◆ **Exercise set**:
1/ Please set down the stretch of the Manitowoc travel passage from "Before leaving town" through "and crushed nuts).", word for word.
2/ Answer these from the Manitowoc travel passage:
(a) What distinction does Schuettes hold?
(b) How much did the new set of camera batteries cost?
(c) In what year did the Beerntsen Confectionary open?
3/ Write what comes next in the Manitowoc travel passage, picking up after its last sentence.

◆ **Selection**:
In Manitowoc, a small settlement on the Lake Michigan shore, we fell incurably in love with the Midwest as a great park in which good old ways are preserved and nurtured. The first glimmer of infatuation came at Schuettes (pronounced shootees), the nation’s oldest family-owned department store, where pneumatic brass tubes can still send cash to the office. Then, when our camera battery seemed weak, we found an unprepossessing store called Glen’s Camera Shop, but before the salesman would accept our $2.49 for a new set, he regaled us with a lecture about battery hygiene so elaborate and heartfelt that we promised him never to let our amperage drop so low again. Shaken by our camera’s brush with the Grim Reaper, we refreshed ourselves with Rouladen (beef rolled around potato, carrot, onion, and bacon), pork schnitzel, and wide wedges of stupendously crisp-crusted Old World apple pie at a café named Bob’s. Manitowoc, Wisconsin, doesn’t have a reputation as a gourmand’s mecca, but BOB’S CAFÉ, with its glass-brick front and its simple Middle-European meals, is the kind of good little place by the side of the road that makes roaming the heartland’s byways a delight. After Bob’s, we took a breather at the PENQUIN DRIVE-IN south of town, where, underneath a starry summer sky, the car-hop brought bowls of freshly made frozen custard—eggy, off-white, smooth as ivory, and richer than top cream—the perfect ending to a full day. 

Before leaving town the following afternoon we had every intention to stop by Manitowoc’s Maritime Museum, which has a World War II submarine you can tour. But if truth be told we were so entranced by the BEERNTSEN CONFECTIONARY, one block west, that we forgot to look at the sub. The business opened in 1932, and not much has changed in the years since it passed first from Joe Beerntsen to his son, Dick, and then to Dick’s son, Tom. Tom loves this old sweetshop. He’ll point to the original black walnut woodwork and boast, “There isn’t a knot in the place.” In the back, past a carved archway, handsome wooden booths are occupied by customers who come for such ice-cream fancies as a Sweetheart Sundae (vanilla ice cream topped with caramel, marshmallow, and crushed nuts) and a Sunset Sundae (strawberry and vanilla ice creams crowned with pineapple, marshmallow, and crushed nuts).

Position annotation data
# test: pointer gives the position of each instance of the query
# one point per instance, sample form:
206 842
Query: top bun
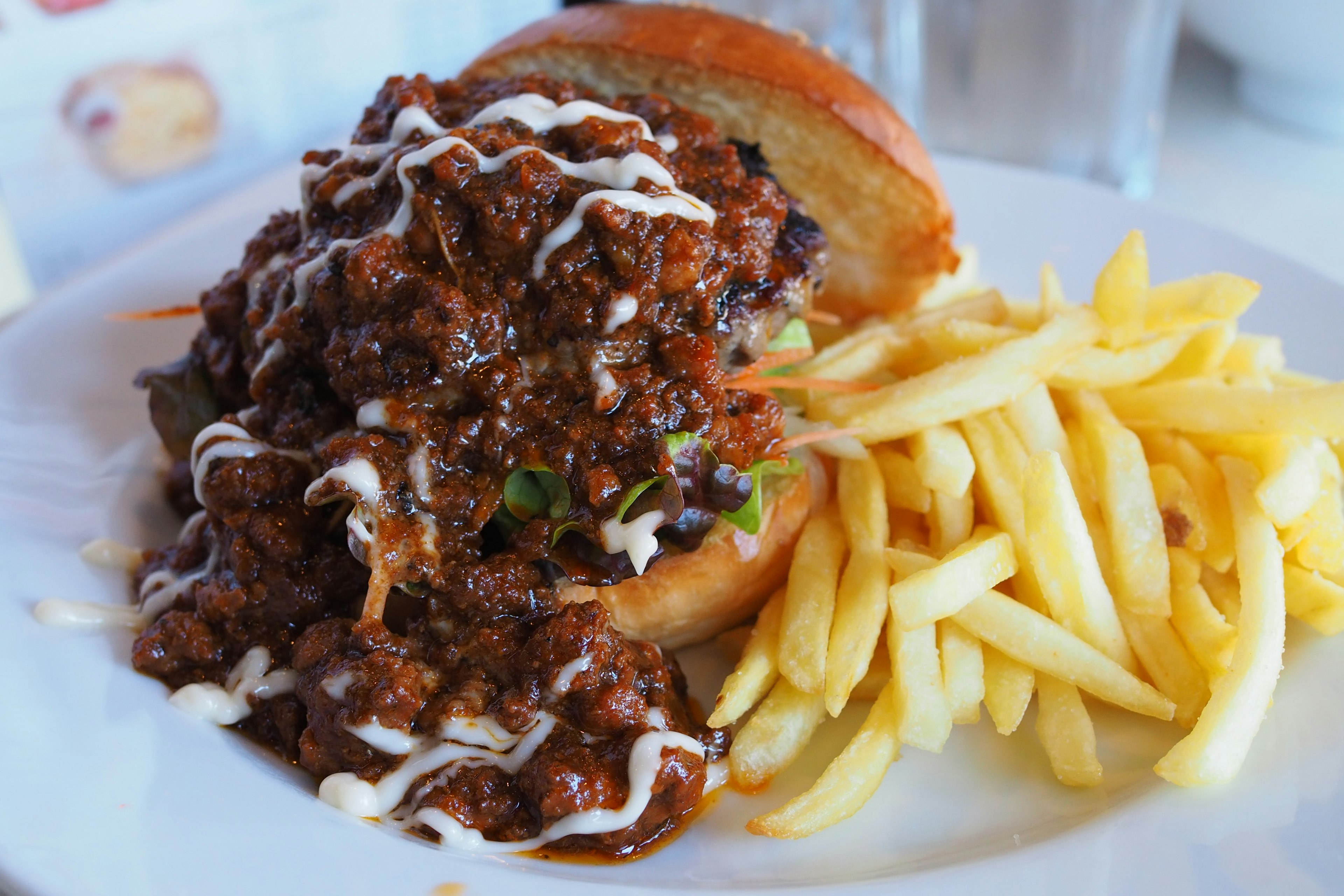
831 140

---

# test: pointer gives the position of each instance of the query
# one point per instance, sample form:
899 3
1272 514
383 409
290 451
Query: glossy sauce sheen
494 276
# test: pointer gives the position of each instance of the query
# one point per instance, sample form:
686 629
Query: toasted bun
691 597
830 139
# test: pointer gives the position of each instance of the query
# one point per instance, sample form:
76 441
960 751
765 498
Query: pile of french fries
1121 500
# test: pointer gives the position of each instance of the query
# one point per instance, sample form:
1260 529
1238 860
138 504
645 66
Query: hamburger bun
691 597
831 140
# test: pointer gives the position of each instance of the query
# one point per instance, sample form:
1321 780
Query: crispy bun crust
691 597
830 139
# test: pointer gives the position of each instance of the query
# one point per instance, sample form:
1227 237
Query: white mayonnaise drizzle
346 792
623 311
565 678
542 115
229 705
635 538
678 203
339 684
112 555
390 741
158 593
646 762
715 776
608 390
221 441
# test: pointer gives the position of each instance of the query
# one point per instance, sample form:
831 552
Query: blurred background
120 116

◆ **Task results**:
1/
Before leaving town the following afternoon we had every intention to stop by Manitowoc’s Maritime Museum, which has a World War II submarine you can tour. But if truth be told we were so entranced by the BEERNTSEN CONFECTIONARY, one block west, that we forgot to look at the sub. The business opened in 1932, and not much has changed in the years since it passed first from Joe Beerntsen to his son, Dick, and then to Dick’s son, Tom. Tom loves this old sweetshop. He’ll point to the original black walnut woodwork and boast, “There isn’t a knot in the place.” In the back, past a carved archway, handsome wooden booths are occupied by customers who come for such ice-cream fancies as a Sweetheart Sundae (vanilla ice cream topped with caramel, marshmallow, and crushed nuts) and a Sunset Sundae (strawberry and vanilla ice creams crowned with pineapple, marshmallow, and crushed nuts).

2/
(a) It is the nation's oldest family-owned department store.
(b) $2.49.
(c) 1932.

3/
There is no dramatic natural boundary between northern Wisconsin and the Upper Peninsula of Michigan, but soon after we got to Gladstone, in the early evening, we knew we were somewhere else. After watching a harborside game of women’s softball (a favorite local pastime, along with bowling), we cruised along the shoreline hunting for a suitable supper club. Supper clubs are places where solid citizens of the north country go for highballs and a square meal. Most have a backwoods feel about them and offer such freshwater favorites as whitefish, walleye, and trout, and probably a mess of perch (“mess” is the proper term here for multiple perch fillets). Many have amusing names: Duck Inn, Yank-Em-Inn, the Crow Bar, Y-Go-By. THE LOO CABIN, a cozy supper club with a small family of lawn deer permanently grazing out front, was where we realized for sure we were in the U.P. It happened when we ordered drinks, Whiskey Sours, to start. 

“Would you like whiskey with sour or with mix?” the bartender asked, explaining that in these parts “Whiskey Sour” generally means whiskey with a splash of Squirt. If you want a traditional Whiskey Sour, you must say “whiskey with mix.” Fine. 

Next we availed ourselves of the Log Cabin salad bar—an opulent array of composed salads that would give a modern foodie conniption fits: Waldorf salad with strawberries, bean-and-ham salad, long-noodle-with-mayonnaise salad, short-noodle-with-even-more-mayo salad, and macaroni salad, with mayo too. When our moist, perfectly broiled whitefish arrived, we were on another round of drinks and the sound system was playing a muted-horn instrumental version of “My Way.” We gazed out across the plaster deer to the tall grass waving in the sapphire shallows of Little Bay de Noc and experienced a U.P. epiphany. Later we strolled to the water, where the cares and concerns of city life seemed a universe away. The clear evening sky enveloped the whole world as we watched the waves gently lap the shore.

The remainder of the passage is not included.